## Document excerpt
Valproic acid may be protective against melanoma
Exposure to valproic acid seems to reduce the risk of melanoma, a recent study has found. That this may be due to residual confounding cannot be ruled out, however.
Researchers conducted a retrospective cohort study of 2,213,845 adults, of whom 22,355 had a history of exposure to valproic acid. The incidence rate of melanoma was significantly higher in the unexposed vs exposed participants (92.6 vs 64.0 cases per 100,000 person-years; p<0.001). Incidence was observed over a mean follow-up of 6.9±5.4 years.
Unadjusted Cox proportional hazards regression analysis found a 36-percent decrease in the risk of melanoma among valproic acid-exposed participants (hazard ratio [HR], 0.64, 95 percent confidence interval [CI], 0.51–0.79). Adjusting for covariates such as age, sex, and ambulatory healthcare use slightly attenuated the magnitude of the effect but not its significance (HR, 0.72, 95 percent CI, 0.58–0.90).

## Actions to take
(A) Answer these questions about the valproic acid study summary:
(i) What possible explanation for the finding cannot be ruled out?
(ii) How many adults were in the retrospective cohort?
(iii) What hazard ratio was found after adjusting for covariates?
(B) Repeat everything in the valproic acid study summary from "Valproic acid may" down to "of 6.9±5.4 years.", word for word.

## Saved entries
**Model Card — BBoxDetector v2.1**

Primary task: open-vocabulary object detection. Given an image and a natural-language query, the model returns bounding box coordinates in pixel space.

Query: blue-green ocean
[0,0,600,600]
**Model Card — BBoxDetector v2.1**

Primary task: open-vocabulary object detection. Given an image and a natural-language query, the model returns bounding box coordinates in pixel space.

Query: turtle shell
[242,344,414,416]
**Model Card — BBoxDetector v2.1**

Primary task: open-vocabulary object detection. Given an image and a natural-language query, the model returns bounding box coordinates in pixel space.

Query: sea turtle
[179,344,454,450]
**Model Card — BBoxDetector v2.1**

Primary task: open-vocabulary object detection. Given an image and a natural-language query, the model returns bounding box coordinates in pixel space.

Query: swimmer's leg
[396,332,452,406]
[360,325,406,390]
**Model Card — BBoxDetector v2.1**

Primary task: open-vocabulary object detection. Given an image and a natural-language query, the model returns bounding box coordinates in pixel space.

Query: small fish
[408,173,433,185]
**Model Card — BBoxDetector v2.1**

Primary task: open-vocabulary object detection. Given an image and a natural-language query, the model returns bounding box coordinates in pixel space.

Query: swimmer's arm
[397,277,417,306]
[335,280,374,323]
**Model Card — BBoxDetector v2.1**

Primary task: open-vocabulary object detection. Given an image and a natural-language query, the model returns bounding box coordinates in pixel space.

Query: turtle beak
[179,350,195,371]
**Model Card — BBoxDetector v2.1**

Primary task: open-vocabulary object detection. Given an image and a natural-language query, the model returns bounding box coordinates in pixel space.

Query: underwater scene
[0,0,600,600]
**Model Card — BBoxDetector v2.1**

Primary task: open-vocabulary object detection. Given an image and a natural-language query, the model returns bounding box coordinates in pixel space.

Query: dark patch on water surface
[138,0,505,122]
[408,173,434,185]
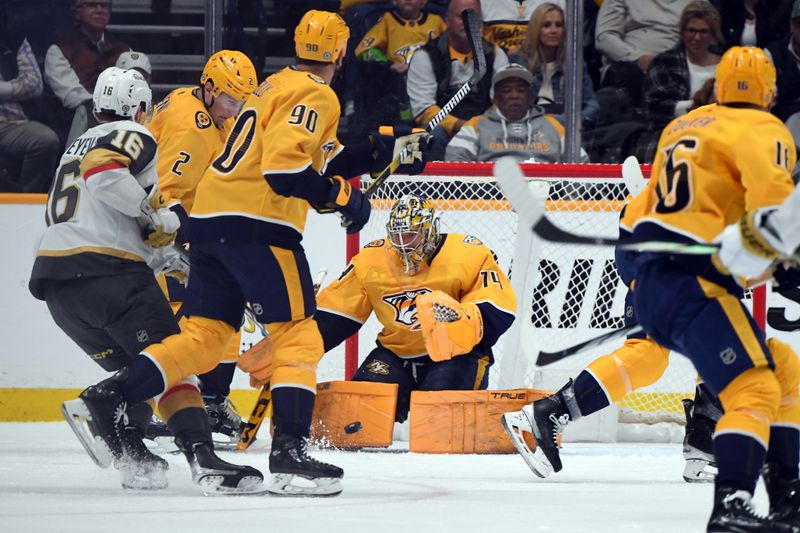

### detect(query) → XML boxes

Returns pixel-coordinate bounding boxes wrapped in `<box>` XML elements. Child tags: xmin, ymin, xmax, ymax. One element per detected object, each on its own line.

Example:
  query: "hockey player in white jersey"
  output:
<box><xmin>29</xmin><ymin>67</ymin><xmax>263</xmax><ymax>492</ymax></box>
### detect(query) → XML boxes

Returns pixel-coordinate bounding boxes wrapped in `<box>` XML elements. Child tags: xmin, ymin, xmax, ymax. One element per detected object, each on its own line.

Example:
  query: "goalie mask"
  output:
<box><xmin>386</xmin><ymin>194</ymin><xmax>439</xmax><ymax>276</ymax></box>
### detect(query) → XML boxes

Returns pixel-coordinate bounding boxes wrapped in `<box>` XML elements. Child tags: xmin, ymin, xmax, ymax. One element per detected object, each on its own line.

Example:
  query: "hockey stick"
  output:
<box><xmin>494</xmin><ymin>157</ymin><xmax>719</xmax><ymax>255</ymax></box>
<box><xmin>536</xmin><ymin>324</ymin><xmax>642</xmax><ymax>366</ymax></box>
<box><xmin>364</xmin><ymin>9</ymin><xmax>486</xmax><ymax>198</ymax></box>
<box><xmin>236</xmin><ymin>268</ymin><xmax>328</xmax><ymax>452</ymax></box>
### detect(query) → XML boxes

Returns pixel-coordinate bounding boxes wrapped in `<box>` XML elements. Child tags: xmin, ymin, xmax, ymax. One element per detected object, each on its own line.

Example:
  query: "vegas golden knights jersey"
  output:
<box><xmin>191</xmin><ymin>68</ymin><xmax>342</xmax><ymax>243</ymax></box>
<box><xmin>355</xmin><ymin>11</ymin><xmax>447</xmax><ymax>64</ymax></box>
<box><xmin>30</xmin><ymin>120</ymin><xmax>161</xmax><ymax>298</ymax></box>
<box><xmin>316</xmin><ymin>233</ymin><xmax>516</xmax><ymax>358</ymax></box>
<box><xmin>147</xmin><ymin>87</ymin><xmax>227</xmax><ymax>214</ymax></box>
<box><xmin>621</xmin><ymin>104</ymin><xmax>796</xmax><ymax>242</ymax></box>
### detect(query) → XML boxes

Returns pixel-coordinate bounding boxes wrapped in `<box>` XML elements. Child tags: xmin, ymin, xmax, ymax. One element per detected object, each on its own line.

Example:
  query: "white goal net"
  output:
<box><xmin>349</xmin><ymin>164</ymin><xmax>764</xmax><ymax>423</ymax></box>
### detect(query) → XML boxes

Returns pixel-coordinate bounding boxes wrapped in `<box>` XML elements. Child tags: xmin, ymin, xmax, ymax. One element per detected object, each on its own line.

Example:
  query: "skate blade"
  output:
<box><xmin>61</xmin><ymin>399</ymin><xmax>114</xmax><ymax>468</ymax></box>
<box><xmin>114</xmin><ymin>464</ymin><xmax>169</xmax><ymax>490</ymax></box>
<box><xmin>500</xmin><ymin>411</ymin><xmax>553</xmax><ymax>479</ymax></box>
<box><xmin>194</xmin><ymin>474</ymin><xmax>267</xmax><ymax>496</ymax></box>
<box><xmin>267</xmin><ymin>474</ymin><xmax>343</xmax><ymax>498</ymax></box>
<box><xmin>683</xmin><ymin>459</ymin><xmax>717</xmax><ymax>483</ymax></box>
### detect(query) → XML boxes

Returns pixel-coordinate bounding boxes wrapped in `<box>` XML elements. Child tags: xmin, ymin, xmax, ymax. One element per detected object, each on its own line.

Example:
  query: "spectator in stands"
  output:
<box><xmin>116</xmin><ymin>52</ymin><xmax>153</xmax><ymax>85</ymax></box>
<box><xmin>595</xmin><ymin>0</ymin><xmax>689</xmax><ymax>105</ymax></box>
<box><xmin>644</xmin><ymin>0</ymin><xmax>722</xmax><ymax>130</ymax></box>
<box><xmin>406</xmin><ymin>0</ymin><xmax>508</xmax><ymax>160</ymax></box>
<box><xmin>445</xmin><ymin>63</ymin><xmax>588</xmax><ymax>163</ymax></box>
<box><xmin>481</xmin><ymin>0</ymin><xmax>564</xmax><ymax>54</ymax></box>
<box><xmin>509</xmin><ymin>2</ymin><xmax>599</xmax><ymax>129</ymax></box>
<box><xmin>355</xmin><ymin>0</ymin><xmax>446</xmax><ymax>126</ymax></box>
<box><xmin>767</xmin><ymin>0</ymin><xmax>800</xmax><ymax>122</ymax></box>
<box><xmin>0</xmin><ymin>39</ymin><xmax>60</xmax><ymax>193</ymax></box>
<box><xmin>44</xmin><ymin>0</ymin><xmax>130</xmax><ymax>144</ymax></box>
<box><xmin>712</xmin><ymin>0</ymin><xmax>792</xmax><ymax>49</ymax></box>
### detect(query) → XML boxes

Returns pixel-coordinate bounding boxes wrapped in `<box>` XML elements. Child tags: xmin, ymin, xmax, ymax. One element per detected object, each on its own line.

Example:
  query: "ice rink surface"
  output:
<box><xmin>0</xmin><ymin>423</ymin><xmax>752</xmax><ymax>533</ymax></box>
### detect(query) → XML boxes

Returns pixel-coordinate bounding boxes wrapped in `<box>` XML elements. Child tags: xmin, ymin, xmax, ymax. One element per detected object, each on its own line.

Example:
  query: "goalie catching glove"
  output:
<box><xmin>417</xmin><ymin>291</ymin><xmax>483</xmax><ymax>361</ymax></box>
<box><xmin>139</xmin><ymin>188</ymin><xmax>181</xmax><ymax>248</ymax></box>
<box><xmin>717</xmin><ymin>208</ymin><xmax>782</xmax><ymax>278</ymax></box>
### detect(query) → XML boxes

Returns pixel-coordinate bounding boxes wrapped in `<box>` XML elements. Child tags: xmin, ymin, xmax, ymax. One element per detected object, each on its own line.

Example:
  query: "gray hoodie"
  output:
<box><xmin>444</xmin><ymin>106</ymin><xmax>588</xmax><ymax>163</ymax></box>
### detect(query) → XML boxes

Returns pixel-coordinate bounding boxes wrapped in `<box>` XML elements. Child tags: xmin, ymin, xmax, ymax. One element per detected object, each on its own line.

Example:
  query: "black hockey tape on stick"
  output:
<box><xmin>494</xmin><ymin>157</ymin><xmax>719</xmax><ymax>255</ymax></box>
<box><xmin>536</xmin><ymin>324</ymin><xmax>642</xmax><ymax>366</ymax></box>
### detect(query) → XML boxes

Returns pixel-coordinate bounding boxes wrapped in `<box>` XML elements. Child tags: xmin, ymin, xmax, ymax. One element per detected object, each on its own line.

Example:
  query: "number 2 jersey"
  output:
<box><xmin>315</xmin><ymin>233</ymin><xmax>517</xmax><ymax>358</ymax></box>
<box><xmin>620</xmin><ymin>104</ymin><xmax>796</xmax><ymax>286</ymax></box>
<box><xmin>29</xmin><ymin>120</ymin><xmax>164</xmax><ymax>299</ymax></box>
<box><xmin>190</xmin><ymin>68</ymin><xmax>343</xmax><ymax>249</ymax></box>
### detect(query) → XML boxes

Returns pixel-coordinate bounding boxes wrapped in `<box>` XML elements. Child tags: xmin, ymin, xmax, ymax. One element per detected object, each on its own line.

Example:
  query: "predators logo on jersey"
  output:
<box><xmin>381</xmin><ymin>288</ymin><xmax>431</xmax><ymax>331</ymax></box>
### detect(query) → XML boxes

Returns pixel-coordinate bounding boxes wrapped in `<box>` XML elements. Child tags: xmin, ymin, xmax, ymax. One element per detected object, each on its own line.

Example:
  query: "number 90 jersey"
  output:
<box><xmin>620</xmin><ymin>104</ymin><xmax>796</xmax><ymax>242</ymax></box>
<box><xmin>190</xmin><ymin>68</ymin><xmax>342</xmax><ymax>244</ymax></box>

## Answers to the problems
(A)
(i) Residual confounding.
(ii) 2,213,845.
(iii) 0.72 (95 percent CI, 0.58–0.90).

(B)
Valproic acid may be protective against melanoma
Exposure to valproic acid seems to reduce the risk of melanoma, a recent study has found. That this may be due to residual confounding cannot be ruled out, however.
Researchers conducted a retrospective cohort study of 2,213,845 adults, of whom 22,355 had a history of exposure to valproic acid. The incidence rate of melanoma was significantly higher in the unexposed vs exposed participants (92.6 vs 64.0 cases per 100,000 person-years; p<0.001). Incidence was observed over a mean follow-up of 6.9±5.4 years.